WORK INSTRUCTIONS
Reproduce only the lines from the line containing "indicate the silhouetted person, one" to the end of the entries below, including both of those lines.

GIVEN INFORMATION
◇ ◇ ◇ ◇
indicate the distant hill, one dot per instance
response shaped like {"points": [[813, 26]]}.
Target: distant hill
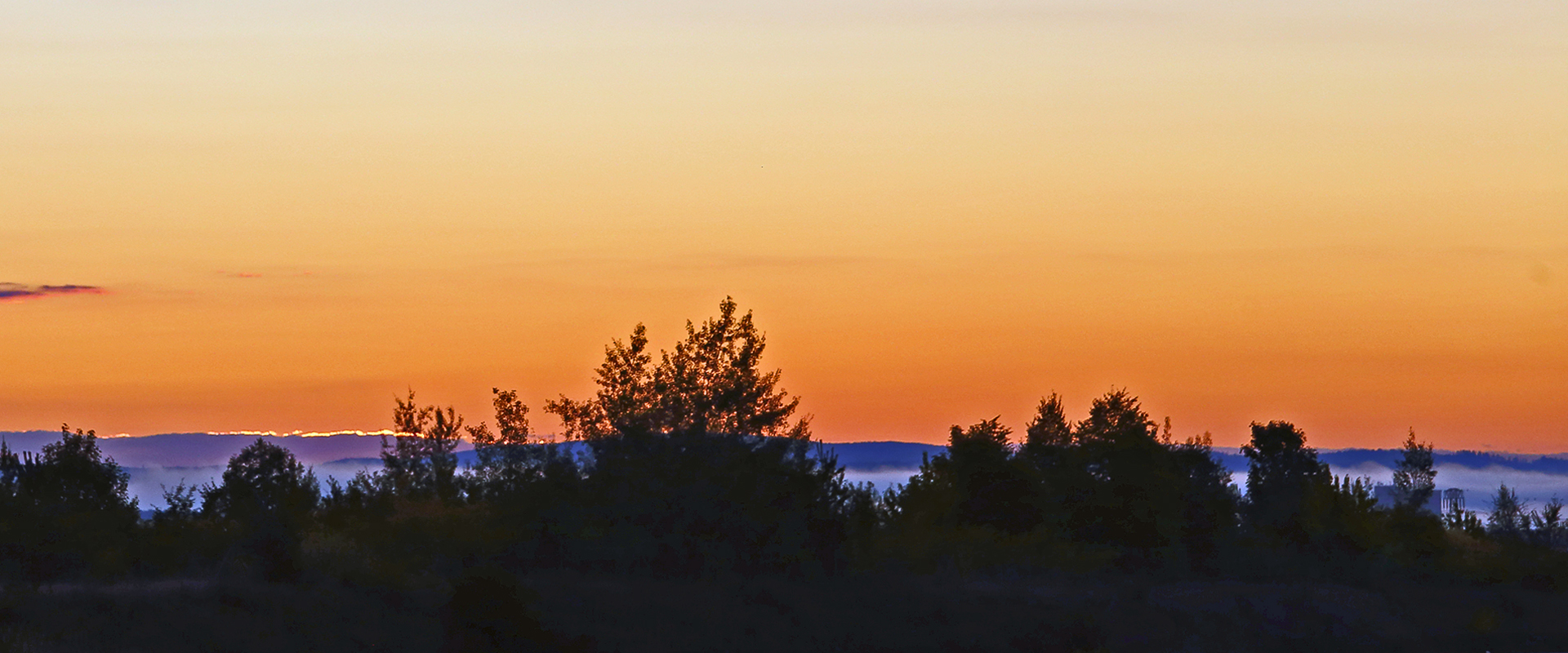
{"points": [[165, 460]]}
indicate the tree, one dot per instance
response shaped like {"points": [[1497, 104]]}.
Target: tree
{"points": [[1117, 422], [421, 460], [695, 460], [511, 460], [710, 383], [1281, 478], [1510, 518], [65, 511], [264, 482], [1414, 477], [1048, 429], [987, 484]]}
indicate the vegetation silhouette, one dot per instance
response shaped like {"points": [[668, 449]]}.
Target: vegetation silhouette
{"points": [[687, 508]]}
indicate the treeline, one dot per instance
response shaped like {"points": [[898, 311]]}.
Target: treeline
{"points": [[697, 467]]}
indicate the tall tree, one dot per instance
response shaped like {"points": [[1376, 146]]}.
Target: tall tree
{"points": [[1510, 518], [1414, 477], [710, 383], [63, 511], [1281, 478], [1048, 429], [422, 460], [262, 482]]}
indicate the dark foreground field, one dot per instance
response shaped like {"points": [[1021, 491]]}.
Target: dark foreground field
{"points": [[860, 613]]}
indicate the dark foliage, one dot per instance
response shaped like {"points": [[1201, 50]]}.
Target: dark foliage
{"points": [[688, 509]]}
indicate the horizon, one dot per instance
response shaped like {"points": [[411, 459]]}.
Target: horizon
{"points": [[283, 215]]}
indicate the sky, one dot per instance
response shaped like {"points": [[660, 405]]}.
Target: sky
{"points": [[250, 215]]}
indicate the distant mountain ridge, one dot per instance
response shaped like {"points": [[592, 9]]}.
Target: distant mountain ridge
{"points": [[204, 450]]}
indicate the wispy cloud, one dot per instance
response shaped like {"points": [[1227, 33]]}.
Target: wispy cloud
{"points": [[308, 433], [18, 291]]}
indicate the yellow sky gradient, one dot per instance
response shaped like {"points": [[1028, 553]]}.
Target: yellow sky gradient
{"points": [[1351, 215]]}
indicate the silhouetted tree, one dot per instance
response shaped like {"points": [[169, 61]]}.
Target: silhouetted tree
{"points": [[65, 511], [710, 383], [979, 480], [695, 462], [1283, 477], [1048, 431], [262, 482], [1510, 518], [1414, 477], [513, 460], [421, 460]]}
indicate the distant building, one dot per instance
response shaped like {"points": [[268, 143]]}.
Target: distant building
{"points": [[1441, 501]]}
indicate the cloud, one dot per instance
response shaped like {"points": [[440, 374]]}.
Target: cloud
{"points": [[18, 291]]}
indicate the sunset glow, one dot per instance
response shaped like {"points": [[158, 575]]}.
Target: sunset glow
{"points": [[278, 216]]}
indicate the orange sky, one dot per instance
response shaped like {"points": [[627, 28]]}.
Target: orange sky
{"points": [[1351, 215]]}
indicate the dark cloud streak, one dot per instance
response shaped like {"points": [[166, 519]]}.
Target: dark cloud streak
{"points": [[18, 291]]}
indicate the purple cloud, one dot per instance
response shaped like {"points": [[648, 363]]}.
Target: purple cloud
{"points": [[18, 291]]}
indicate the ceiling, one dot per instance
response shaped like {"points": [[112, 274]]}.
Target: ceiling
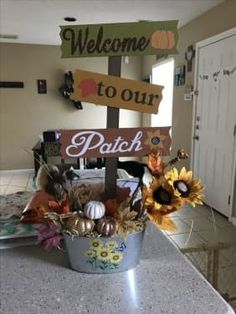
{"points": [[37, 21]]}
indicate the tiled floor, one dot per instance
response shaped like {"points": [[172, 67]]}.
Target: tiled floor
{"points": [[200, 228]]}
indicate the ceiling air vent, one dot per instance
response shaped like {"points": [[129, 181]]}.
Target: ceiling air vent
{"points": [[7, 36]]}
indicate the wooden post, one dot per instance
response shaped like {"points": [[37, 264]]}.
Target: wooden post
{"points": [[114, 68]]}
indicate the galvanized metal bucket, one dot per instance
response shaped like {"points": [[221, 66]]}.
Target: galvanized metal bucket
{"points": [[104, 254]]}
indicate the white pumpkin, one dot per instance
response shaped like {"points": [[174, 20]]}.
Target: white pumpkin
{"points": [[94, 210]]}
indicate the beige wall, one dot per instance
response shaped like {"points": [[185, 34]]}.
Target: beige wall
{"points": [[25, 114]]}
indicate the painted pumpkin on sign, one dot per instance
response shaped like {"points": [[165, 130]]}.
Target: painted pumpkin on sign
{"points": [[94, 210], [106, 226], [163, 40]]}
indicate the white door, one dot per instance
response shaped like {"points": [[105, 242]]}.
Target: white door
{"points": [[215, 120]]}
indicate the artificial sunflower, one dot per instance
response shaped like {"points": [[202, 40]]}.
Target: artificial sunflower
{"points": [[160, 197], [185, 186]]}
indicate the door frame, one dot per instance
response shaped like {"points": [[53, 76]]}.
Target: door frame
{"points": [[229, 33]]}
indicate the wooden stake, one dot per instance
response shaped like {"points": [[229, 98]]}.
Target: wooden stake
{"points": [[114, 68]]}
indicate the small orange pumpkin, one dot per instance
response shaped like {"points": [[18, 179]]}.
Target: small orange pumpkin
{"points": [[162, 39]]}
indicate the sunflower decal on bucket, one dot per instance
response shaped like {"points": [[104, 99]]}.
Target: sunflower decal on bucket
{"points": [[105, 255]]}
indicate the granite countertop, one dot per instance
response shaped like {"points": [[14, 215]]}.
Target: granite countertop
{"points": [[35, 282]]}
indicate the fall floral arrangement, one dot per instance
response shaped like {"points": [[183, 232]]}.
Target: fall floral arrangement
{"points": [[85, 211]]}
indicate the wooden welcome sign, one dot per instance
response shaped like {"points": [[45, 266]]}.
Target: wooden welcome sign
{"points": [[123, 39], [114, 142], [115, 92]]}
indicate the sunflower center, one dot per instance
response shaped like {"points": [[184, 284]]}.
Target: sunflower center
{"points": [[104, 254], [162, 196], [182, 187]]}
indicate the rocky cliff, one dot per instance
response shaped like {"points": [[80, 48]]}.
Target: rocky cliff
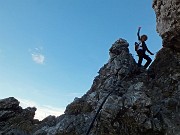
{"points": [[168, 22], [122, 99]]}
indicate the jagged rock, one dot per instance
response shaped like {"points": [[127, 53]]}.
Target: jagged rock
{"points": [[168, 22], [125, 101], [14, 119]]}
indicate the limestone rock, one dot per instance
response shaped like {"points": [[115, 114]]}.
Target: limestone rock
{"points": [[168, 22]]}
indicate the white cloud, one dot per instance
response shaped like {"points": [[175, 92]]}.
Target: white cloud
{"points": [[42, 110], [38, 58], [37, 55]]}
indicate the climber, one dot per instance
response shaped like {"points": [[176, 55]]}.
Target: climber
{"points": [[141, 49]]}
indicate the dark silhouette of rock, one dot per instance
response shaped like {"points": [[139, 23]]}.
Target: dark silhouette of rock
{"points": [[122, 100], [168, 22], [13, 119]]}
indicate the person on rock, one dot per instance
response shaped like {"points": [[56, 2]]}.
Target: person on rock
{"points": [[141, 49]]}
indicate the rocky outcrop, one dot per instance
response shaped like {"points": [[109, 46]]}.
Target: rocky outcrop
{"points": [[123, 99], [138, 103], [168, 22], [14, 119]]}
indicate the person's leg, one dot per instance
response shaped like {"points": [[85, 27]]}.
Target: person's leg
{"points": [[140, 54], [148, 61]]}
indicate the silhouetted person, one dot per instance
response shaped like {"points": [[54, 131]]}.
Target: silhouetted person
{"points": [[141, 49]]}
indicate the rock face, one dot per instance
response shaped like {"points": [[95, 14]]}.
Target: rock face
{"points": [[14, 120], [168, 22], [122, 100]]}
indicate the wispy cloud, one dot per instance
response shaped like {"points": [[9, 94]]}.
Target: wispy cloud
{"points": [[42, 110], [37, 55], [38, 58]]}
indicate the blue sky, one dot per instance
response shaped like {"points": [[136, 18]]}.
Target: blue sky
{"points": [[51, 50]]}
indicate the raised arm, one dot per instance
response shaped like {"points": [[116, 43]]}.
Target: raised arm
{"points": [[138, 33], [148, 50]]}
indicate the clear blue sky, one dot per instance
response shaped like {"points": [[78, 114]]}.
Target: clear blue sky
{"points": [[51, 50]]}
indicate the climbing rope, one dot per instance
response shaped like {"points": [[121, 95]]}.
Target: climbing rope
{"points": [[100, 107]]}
◇ ◇ ◇ ◇
RESPONSE TO THE EXERCISE
indicate the silhouetted person, one dot per instance
response shaped like {"points": [[54, 131]]}.
Target: silhouetted person
{"points": [[141, 49]]}
indicate the rock face, one dot per instance
response shaped like {"points": [[95, 14]]}.
Target: rock face
{"points": [[14, 120], [168, 22], [122, 100]]}
indicate the wispy cloud, one dot per instance
response shaped like {"points": [[9, 94]]}.
Target: wispy cloud
{"points": [[42, 110], [37, 55], [38, 58]]}
indicate the blue sky, one dot per instance
response shaped like {"points": [[136, 18]]}.
Target: blue sky
{"points": [[51, 50]]}
indicate the raised arm, one dot per instance
response shaped like {"points": [[116, 43]]}.
Target: raised arm
{"points": [[138, 33], [148, 50]]}
indicate the clear blue sky, one dot per instance
response shaped like {"points": [[78, 114]]}.
Target: clear blue sky
{"points": [[51, 50]]}
indicate the climbing rope, one dot per instance
response shaped like {"points": [[121, 95]]}.
Target: climbing rope
{"points": [[100, 107]]}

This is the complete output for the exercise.